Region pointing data
====

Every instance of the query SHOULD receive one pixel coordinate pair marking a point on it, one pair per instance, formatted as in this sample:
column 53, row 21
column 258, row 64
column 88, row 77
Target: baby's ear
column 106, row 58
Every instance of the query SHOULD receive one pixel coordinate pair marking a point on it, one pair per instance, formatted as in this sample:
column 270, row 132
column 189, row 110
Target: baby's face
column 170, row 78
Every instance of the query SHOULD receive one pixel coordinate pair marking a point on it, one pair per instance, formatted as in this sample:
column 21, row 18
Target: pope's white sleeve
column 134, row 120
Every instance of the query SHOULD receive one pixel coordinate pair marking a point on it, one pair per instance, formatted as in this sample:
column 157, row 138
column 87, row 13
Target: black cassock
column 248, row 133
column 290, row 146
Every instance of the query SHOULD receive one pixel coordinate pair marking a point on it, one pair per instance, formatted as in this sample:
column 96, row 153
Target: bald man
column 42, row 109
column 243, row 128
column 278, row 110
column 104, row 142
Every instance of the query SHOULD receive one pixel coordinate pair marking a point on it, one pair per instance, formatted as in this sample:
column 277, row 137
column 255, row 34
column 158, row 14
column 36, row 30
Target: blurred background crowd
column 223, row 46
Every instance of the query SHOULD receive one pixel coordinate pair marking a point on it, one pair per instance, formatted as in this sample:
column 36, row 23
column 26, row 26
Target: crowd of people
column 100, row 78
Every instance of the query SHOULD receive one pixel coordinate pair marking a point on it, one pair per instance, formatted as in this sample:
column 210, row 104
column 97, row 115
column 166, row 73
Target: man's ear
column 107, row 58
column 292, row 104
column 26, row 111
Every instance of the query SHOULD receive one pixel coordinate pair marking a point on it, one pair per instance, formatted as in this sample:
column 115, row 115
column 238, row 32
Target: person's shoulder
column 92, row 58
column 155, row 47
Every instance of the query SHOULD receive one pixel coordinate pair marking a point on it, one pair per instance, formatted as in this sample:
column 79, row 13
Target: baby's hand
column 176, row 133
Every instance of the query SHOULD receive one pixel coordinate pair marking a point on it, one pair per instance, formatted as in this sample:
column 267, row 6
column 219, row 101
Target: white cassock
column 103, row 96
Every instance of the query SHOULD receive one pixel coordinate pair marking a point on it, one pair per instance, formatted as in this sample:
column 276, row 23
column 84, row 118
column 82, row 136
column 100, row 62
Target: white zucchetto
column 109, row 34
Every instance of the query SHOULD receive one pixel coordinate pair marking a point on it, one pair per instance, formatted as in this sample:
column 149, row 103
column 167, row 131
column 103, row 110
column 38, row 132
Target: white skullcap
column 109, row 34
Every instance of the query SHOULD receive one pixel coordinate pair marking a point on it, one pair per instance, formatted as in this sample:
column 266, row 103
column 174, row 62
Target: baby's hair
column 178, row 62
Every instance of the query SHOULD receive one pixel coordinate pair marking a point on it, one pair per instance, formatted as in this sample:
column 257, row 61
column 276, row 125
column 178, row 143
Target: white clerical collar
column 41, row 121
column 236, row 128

====

- _EXERCISE DIRECTIONS_
What is needed is a word-for-word restatement of all the data.

- _RESPONSE BELOW_
Every instance of the query SHOULD receive one pixel coordinate pair marking a point on it, one pair per instance, formatted as in this sample:
column 53, row 21
column 258, row 64
column 88, row 77
Target: baby's ear
column 106, row 58
Every instance of the query SHOULD receive one pixel coordinate pair marking a point on it, one pair per instance, formatted as in this sample:
column 270, row 132
column 189, row 110
Target: baby's face
column 170, row 78
Every instance of the query SHOULD receive one pixel coordinate pair marking a point on it, one pair per instance, formatted as in this sample:
column 21, row 18
Target: pope's white sleeve
column 134, row 120
Every instance of the query SHOULD receive one pixel coordinate pair marking a point on it, one pair per instance, formatted as in this sample:
column 157, row 138
column 87, row 13
Target: black cassock
column 248, row 133
column 290, row 146
Every instance of the query SHOULD receive one pixel coordinate pair marking a point on it, one pair per instance, formatted as in this sample:
column 96, row 153
Target: bald man
column 42, row 109
column 243, row 128
column 278, row 110
column 104, row 142
Every instance of the query SHOULD receive one pixel coordinate pair marking a point on it, one pair per instance, formatted as in this sample:
column 277, row 137
column 255, row 34
column 158, row 14
column 36, row 30
Target: blurred background crowd
column 223, row 46
Every instance of the query SHOULD receive one pixel coordinate pair marking a point on it, one pair per instance, formatted as in this sample:
column 36, row 23
column 26, row 26
Target: crowd of people
column 100, row 78
Every instance of the query SHOULD receive one pixel coordinate pair marking a point on it, one pair per instance, formatted as in this sample:
column 210, row 104
column 97, row 115
column 166, row 73
Target: man's ear
column 107, row 58
column 292, row 104
column 26, row 111
Every instance of the query SHOULD receive one pixel coordinate pair marking a point on it, one pair per instance, formatted as in this sample:
column 115, row 115
column 238, row 32
Target: person's shoulder
column 92, row 58
column 155, row 47
Every instance of the query SHOULD receive one pixel coordinate pair marking a point on it, one pair per instance, formatted as in this sample:
column 79, row 13
Target: baby's hand
column 176, row 133
Every instance of the query SHOULD receive one pixel coordinate pair marking a point on it, one pair per instance, formatted as in this sample:
column 267, row 6
column 219, row 101
Target: white cassock
column 103, row 96
Every instance of the query SHOULD receive one pixel coordinate pair marking a point on it, one pair per instance, formatted as in this sample:
column 276, row 23
column 84, row 118
column 82, row 136
column 100, row 62
Target: white zucchetto
column 109, row 34
Every instance of the query SHOULD receive one pixel coordinate pair marking a point on it, one pair per instance, formatted as in this sample:
column 149, row 103
column 167, row 131
column 103, row 110
column 38, row 132
Target: white skullcap
column 109, row 34
Every instance of the query SHOULD receive one pixel coordinate pair marking a point on it, one pair per instance, formatted as in this sample:
column 266, row 103
column 174, row 62
Target: baby's hair
column 178, row 62
Every instance of the query SHOULD receive one pixel coordinate pair marking a point on it, one pair per instance, formatted as in this sample:
column 257, row 61
column 276, row 125
column 178, row 143
Target: white clerical collar
column 41, row 121
column 236, row 128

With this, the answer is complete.